### WHAT NEEDS TO BE DONE:
Every line in the entries that holds "fence" should be identified and copied.
[DATA SUPPLIED Boundary: Start]
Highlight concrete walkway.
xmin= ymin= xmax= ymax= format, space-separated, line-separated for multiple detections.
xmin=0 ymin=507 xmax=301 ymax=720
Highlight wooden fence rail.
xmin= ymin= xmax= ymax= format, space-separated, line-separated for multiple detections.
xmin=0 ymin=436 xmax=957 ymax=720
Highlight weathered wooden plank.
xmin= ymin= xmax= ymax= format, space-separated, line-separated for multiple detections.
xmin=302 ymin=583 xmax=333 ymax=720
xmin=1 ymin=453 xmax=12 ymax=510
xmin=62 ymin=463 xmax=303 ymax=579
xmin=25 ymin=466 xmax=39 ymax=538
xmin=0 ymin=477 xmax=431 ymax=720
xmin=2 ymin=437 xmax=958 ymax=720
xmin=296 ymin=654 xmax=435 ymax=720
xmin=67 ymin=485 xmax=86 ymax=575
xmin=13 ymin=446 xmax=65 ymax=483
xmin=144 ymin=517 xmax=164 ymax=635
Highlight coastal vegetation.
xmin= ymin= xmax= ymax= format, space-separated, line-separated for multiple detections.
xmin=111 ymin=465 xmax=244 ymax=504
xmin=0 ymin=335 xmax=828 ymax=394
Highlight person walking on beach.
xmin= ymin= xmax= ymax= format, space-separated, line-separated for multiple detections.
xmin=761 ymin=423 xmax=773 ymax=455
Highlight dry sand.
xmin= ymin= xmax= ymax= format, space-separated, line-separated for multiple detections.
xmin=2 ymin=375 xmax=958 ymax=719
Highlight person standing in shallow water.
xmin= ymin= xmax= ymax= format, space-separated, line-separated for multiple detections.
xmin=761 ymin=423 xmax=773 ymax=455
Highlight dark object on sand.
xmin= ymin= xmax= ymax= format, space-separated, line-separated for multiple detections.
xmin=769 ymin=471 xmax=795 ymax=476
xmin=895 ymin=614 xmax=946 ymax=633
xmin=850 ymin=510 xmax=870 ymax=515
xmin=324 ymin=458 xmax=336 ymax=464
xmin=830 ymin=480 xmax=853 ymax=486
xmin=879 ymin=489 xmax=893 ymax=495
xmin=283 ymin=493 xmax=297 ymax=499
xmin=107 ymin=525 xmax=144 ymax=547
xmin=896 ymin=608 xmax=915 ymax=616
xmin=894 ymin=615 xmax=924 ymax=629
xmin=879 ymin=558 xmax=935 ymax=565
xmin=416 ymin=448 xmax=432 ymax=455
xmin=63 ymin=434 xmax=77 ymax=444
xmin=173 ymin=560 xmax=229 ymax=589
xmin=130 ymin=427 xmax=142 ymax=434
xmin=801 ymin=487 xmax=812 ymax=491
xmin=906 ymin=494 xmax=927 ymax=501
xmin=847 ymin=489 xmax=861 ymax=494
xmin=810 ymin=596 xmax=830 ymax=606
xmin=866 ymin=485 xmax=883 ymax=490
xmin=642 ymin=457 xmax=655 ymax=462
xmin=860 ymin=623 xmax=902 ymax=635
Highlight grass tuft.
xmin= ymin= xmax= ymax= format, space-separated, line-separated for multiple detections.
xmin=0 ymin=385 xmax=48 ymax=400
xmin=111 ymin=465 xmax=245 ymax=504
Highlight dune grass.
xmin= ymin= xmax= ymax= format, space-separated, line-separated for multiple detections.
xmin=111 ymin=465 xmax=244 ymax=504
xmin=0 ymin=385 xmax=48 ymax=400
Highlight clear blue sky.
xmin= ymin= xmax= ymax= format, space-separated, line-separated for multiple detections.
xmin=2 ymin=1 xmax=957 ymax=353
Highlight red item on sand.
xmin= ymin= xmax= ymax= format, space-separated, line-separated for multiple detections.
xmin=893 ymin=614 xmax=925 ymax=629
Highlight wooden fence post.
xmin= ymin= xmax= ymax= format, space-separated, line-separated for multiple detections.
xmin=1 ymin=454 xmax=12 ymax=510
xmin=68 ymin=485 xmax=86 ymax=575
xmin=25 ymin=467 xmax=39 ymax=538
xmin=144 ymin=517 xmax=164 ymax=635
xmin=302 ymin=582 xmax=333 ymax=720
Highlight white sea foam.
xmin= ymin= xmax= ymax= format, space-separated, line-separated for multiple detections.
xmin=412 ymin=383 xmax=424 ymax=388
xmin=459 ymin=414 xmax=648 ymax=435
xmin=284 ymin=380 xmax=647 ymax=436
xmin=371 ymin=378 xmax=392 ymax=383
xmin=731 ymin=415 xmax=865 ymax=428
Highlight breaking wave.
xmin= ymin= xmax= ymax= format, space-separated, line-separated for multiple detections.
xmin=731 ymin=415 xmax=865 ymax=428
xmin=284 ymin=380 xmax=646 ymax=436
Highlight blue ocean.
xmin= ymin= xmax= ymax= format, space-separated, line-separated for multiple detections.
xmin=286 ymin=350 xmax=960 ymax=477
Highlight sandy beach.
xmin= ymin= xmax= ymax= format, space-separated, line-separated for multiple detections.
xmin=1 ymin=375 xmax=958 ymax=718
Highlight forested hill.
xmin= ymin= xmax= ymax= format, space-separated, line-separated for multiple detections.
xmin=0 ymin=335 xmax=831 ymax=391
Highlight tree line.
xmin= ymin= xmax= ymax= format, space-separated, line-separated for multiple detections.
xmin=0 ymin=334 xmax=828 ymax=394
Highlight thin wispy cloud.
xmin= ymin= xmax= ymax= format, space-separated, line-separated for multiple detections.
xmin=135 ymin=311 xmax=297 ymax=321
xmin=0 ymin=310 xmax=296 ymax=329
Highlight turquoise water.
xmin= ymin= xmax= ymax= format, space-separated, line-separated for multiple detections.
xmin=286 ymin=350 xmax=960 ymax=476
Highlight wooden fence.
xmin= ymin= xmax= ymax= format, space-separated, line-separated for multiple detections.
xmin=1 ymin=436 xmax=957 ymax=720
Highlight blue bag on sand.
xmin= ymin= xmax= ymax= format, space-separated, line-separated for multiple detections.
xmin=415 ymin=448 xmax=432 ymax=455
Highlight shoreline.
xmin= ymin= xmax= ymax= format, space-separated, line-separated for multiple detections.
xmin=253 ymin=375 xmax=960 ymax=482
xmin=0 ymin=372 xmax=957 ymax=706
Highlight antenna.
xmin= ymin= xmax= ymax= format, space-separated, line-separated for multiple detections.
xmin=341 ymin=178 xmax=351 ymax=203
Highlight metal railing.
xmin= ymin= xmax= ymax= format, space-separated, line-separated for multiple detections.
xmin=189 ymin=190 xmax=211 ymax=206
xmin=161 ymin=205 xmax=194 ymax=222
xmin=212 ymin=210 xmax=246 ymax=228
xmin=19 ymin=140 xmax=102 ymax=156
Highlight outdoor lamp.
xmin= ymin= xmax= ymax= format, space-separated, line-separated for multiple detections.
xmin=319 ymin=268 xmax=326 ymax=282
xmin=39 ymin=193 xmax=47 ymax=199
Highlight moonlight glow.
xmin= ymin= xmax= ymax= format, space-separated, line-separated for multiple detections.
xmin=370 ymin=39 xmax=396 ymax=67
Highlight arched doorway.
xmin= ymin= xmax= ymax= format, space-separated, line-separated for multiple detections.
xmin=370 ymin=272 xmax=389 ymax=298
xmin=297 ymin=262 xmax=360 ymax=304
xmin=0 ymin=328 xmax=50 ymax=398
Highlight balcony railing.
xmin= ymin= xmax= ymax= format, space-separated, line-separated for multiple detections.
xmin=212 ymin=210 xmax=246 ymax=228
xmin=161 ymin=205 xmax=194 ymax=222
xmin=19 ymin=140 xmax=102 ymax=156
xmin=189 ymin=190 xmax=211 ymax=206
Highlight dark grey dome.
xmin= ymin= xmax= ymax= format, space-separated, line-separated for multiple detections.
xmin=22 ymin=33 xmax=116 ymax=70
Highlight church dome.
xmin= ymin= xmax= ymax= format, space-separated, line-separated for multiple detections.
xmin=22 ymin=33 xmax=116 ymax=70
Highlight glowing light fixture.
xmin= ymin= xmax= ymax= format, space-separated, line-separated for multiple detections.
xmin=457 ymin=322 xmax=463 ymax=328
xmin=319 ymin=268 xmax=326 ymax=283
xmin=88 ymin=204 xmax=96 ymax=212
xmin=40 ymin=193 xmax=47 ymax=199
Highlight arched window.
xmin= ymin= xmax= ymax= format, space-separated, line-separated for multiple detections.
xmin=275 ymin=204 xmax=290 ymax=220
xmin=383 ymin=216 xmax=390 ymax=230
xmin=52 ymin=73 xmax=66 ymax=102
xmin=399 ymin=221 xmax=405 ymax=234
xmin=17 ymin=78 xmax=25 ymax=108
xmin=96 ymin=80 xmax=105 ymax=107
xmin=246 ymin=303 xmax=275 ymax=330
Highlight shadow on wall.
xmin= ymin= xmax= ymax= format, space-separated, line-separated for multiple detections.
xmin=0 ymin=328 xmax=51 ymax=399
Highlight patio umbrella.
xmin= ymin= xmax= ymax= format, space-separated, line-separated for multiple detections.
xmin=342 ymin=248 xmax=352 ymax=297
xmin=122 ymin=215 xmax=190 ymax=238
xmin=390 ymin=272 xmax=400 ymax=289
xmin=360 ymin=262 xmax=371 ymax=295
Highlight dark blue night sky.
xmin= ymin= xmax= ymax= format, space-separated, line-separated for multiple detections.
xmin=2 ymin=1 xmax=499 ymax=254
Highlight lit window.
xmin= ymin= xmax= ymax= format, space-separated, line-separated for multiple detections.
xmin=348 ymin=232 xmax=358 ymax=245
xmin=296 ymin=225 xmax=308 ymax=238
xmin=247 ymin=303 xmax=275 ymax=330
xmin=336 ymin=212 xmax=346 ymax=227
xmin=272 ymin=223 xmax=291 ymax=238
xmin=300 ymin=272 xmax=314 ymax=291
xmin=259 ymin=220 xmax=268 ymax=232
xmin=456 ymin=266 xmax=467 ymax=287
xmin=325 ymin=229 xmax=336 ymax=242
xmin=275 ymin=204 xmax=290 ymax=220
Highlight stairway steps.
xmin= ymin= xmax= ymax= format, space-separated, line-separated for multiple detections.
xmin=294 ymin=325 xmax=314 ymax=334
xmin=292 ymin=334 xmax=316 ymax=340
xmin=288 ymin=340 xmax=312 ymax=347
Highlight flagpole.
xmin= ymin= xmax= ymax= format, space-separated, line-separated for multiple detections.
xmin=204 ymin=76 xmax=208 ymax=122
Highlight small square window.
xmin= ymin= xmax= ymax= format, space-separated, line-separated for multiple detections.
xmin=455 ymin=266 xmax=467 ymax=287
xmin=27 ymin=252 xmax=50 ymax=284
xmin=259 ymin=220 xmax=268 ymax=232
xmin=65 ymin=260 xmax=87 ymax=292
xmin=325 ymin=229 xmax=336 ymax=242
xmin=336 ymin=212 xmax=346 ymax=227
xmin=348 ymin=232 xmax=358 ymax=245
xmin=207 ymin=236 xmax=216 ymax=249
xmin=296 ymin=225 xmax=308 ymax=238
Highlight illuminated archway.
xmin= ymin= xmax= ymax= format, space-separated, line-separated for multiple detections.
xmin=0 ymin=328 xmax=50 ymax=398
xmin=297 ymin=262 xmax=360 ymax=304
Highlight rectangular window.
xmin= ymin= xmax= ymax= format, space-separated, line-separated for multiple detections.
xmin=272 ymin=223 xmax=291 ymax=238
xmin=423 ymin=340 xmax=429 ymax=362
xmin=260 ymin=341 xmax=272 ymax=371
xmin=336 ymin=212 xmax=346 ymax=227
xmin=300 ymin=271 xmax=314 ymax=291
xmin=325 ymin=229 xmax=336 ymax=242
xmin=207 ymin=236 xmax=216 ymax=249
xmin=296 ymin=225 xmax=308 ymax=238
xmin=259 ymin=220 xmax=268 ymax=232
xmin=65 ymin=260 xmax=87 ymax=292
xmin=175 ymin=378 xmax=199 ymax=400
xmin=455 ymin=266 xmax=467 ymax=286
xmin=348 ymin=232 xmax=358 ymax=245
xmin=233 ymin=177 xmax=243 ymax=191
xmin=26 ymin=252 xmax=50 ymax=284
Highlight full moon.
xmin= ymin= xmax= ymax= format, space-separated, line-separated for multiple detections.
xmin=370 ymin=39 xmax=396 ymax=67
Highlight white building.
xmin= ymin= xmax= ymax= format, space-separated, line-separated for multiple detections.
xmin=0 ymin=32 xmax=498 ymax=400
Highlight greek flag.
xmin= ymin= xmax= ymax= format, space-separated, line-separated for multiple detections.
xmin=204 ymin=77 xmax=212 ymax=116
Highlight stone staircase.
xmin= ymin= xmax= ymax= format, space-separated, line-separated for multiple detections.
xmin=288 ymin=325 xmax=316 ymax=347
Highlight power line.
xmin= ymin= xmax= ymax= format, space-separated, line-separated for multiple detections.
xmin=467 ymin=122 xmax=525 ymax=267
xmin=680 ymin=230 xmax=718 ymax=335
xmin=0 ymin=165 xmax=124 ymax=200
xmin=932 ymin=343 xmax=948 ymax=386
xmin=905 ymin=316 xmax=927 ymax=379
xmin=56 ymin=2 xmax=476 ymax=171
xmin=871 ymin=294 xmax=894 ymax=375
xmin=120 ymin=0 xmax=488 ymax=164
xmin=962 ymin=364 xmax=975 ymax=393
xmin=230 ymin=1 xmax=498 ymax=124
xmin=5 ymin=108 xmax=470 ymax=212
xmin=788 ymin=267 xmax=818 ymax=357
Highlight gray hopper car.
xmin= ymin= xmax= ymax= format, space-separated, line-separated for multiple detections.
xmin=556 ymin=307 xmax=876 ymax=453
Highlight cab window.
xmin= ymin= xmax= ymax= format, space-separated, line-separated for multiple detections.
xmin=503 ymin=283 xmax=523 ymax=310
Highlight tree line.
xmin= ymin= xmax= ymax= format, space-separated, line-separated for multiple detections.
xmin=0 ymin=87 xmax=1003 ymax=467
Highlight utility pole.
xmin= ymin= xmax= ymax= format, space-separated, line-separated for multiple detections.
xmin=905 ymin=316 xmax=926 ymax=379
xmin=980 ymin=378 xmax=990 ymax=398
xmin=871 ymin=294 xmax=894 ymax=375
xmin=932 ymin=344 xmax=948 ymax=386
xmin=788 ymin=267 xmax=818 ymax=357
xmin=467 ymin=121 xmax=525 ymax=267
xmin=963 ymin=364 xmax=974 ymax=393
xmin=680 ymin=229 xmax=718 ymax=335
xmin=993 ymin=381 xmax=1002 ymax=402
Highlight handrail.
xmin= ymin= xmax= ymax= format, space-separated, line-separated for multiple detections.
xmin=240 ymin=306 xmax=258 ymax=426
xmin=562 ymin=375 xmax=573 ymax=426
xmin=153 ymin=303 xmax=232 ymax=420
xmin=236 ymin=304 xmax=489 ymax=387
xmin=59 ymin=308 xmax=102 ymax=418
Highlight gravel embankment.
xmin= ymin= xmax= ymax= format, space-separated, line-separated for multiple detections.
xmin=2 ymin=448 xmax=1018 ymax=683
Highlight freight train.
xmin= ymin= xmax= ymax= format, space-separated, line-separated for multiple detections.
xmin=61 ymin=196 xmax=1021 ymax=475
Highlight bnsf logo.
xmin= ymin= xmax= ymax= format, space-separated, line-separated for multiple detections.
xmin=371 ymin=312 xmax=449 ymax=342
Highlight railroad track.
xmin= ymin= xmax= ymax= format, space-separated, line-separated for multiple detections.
[DATA SUPPLIED Boundary: End]
### RESPONSE TO THIS TASK:
Highlight wooden fence rail.
Highlight wooden fence post.
Highlight wooden fence.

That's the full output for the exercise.